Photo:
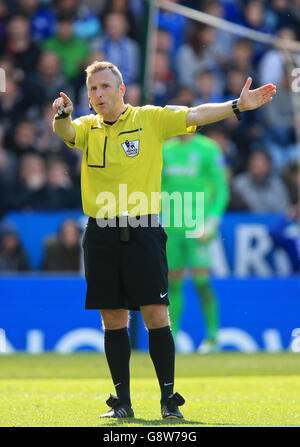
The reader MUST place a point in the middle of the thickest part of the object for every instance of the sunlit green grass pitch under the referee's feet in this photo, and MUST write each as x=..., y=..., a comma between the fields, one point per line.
x=226, y=389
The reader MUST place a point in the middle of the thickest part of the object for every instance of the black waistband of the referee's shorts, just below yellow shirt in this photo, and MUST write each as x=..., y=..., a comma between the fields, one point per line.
x=147, y=220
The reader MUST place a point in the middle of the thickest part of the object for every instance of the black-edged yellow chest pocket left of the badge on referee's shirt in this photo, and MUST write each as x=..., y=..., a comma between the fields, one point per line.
x=96, y=150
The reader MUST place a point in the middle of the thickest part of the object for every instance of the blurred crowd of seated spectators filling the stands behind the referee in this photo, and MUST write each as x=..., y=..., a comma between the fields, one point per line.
x=45, y=46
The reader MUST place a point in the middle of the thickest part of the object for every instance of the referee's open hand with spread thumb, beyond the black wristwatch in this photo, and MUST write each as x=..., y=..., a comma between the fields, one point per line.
x=252, y=99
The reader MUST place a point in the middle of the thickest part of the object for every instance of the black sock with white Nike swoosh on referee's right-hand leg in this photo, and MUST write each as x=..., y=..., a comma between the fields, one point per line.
x=162, y=353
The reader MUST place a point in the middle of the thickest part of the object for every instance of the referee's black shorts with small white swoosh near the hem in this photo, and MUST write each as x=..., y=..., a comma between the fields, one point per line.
x=125, y=275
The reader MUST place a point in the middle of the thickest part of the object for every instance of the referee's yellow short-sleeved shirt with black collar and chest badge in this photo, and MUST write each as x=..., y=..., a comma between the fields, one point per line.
x=122, y=162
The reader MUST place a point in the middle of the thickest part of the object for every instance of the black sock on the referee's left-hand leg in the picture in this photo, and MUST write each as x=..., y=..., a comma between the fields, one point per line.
x=117, y=351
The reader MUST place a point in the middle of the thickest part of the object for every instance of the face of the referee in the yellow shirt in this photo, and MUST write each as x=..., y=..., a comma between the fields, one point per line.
x=106, y=96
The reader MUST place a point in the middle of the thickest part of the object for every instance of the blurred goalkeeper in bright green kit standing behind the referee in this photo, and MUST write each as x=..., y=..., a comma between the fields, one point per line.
x=194, y=163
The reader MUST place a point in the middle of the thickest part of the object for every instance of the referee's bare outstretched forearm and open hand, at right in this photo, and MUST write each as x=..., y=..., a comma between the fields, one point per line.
x=248, y=100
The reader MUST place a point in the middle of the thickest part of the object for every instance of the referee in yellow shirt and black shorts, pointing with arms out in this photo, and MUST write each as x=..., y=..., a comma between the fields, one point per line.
x=125, y=263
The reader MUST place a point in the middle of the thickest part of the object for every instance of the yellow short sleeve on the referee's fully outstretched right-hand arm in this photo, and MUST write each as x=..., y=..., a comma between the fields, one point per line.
x=170, y=121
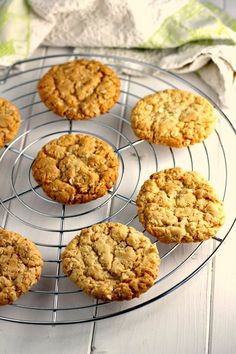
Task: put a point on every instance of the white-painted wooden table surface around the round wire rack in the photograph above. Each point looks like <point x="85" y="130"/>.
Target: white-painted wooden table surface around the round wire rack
<point x="198" y="318"/>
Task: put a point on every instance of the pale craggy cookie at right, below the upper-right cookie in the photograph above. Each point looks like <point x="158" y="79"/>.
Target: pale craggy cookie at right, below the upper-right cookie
<point x="175" y="205"/>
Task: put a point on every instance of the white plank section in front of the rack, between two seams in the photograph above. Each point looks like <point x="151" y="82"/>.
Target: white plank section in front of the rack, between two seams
<point x="176" y="324"/>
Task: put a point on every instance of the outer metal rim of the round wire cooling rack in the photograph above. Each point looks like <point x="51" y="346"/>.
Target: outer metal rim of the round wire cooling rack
<point x="187" y="278"/>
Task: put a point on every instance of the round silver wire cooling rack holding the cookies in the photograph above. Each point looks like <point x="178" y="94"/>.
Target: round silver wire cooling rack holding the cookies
<point x="50" y="225"/>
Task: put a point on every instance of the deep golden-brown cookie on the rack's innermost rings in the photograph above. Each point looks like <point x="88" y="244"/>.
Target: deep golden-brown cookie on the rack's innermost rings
<point x="76" y="168"/>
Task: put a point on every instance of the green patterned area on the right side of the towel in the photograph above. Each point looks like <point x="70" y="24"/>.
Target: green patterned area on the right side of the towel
<point x="196" y="23"/>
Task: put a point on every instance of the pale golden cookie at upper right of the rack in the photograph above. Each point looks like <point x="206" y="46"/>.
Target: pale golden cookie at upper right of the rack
<point x="173" y="118"/>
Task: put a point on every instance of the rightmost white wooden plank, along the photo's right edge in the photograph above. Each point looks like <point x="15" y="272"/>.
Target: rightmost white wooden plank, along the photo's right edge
<point x="223" y="311"/>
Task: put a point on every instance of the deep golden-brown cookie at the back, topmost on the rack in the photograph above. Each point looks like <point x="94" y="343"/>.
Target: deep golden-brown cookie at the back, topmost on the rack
<point x="79" y="89"/>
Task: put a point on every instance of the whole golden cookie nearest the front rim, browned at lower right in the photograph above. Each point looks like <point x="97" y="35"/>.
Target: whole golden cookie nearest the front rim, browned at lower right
<point x="111" y="261"/>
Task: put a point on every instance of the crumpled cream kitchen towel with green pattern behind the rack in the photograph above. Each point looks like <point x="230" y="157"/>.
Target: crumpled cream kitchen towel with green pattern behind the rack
<point x="178" y="35"/>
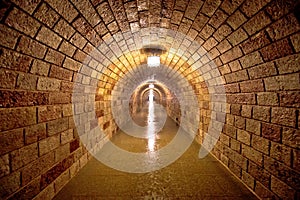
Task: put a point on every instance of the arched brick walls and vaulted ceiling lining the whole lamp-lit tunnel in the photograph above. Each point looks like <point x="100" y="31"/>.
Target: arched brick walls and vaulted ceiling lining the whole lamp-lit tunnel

◆ WHAT TO DO
The word to find is "lining". Copy every line of the data that holds it.

◆ EXERCISE SOLUTION
Task: put a point on every instance of the arched brick walls and vaulted ceiling lining the whole lamp-lit tunnel in the photograph above. Each point looks like <point x="100" y="31"/>.
Target: arched brick walls and vaulted ceiling lining the whole lamp-lit tunnel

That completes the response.